What you have to do: Express the entries below, from their first line up to and including the line that contains "202 128 L 201", as a Markdown table with the columns No. and Text. Put each line in its own numbered row and leave out blank lines.

Records supplied:
_ _ _ _ _

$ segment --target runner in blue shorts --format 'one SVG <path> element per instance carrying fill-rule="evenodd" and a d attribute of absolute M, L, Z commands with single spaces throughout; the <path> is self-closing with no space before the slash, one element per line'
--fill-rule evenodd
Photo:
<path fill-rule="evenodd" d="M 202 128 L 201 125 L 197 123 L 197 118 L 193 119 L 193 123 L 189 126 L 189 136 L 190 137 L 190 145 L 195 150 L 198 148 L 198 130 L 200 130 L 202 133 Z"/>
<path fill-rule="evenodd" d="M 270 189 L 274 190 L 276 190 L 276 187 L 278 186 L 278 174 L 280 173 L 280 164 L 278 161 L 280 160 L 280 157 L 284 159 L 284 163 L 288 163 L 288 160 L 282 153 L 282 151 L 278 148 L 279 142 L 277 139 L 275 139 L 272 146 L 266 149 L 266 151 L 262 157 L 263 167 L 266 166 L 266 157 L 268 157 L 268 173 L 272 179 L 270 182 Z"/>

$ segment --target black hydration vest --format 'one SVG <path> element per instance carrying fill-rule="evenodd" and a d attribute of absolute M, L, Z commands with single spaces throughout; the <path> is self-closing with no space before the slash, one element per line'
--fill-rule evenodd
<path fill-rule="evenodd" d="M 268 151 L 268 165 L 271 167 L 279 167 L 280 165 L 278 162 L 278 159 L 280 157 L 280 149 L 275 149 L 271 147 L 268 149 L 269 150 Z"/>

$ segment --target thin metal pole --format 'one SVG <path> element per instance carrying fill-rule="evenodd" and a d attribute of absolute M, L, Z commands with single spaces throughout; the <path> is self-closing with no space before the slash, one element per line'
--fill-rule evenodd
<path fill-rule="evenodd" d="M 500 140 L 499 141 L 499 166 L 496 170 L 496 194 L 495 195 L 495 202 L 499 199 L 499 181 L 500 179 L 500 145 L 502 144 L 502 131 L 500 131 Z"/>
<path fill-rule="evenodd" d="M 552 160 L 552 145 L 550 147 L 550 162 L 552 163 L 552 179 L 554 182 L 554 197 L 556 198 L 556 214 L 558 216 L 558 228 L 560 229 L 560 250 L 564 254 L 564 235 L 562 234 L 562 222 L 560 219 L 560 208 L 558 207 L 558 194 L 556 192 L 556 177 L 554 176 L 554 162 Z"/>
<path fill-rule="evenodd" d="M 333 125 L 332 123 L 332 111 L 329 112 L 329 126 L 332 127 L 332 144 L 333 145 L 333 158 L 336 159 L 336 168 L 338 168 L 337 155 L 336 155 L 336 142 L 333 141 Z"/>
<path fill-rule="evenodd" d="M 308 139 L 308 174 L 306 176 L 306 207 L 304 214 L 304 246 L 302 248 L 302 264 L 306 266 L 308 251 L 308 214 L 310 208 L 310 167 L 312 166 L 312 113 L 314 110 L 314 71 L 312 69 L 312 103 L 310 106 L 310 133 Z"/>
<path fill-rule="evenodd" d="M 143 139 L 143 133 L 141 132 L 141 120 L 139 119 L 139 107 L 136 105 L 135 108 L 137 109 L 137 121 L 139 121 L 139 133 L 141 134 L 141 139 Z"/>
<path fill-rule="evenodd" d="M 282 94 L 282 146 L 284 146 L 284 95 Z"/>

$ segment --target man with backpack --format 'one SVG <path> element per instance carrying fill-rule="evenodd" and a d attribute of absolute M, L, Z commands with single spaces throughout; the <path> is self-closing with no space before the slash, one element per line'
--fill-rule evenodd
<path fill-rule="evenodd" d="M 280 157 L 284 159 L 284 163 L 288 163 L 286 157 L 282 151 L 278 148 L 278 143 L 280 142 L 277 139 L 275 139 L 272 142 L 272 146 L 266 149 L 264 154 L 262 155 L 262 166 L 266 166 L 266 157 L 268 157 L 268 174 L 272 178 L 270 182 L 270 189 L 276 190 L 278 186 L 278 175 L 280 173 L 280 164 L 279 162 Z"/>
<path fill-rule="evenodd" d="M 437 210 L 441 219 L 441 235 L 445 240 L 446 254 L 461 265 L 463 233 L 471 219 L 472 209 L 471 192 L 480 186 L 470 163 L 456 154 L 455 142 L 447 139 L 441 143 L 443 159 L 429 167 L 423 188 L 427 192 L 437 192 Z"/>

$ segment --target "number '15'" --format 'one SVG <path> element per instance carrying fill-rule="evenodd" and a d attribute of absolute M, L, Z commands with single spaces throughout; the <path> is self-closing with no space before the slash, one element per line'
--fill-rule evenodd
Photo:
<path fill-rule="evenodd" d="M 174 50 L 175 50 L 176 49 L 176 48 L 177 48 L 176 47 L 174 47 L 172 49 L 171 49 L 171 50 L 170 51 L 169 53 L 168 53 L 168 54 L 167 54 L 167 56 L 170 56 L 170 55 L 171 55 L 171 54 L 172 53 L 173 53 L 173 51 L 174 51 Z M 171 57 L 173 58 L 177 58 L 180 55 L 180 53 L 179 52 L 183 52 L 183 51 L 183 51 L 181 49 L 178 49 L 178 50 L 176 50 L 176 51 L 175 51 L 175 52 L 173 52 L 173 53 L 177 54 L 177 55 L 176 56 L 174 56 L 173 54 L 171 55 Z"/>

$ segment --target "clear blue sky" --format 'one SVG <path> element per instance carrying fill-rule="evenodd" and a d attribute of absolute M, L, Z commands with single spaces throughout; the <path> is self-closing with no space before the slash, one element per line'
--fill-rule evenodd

_ _ _ _ _

Exercise result:
| No. | Text |
|---|---|
| 1 | $ segment --target runner in blue shorts --format 'one SVG <path> element per instance carrying fill-rule="evenodd" and a d attribute of absolute M, L, Z commands with single spaces throughout; the <path> is self-closing with no space before the slash, one element per line' |
| 2 | --fill-rule evenodd |
| 3 | Photo: |
| 4 | <path fill-rule="evenodd" d="M 202 128 L 201 125 L 197 123 L 197 118 L 193 119 L 193 123 L 189 126 L 189 136 L 190 137 L 190 145 L 195 150 L 198 148 L 198 130 L 200 130 L 202 133 Z"/> |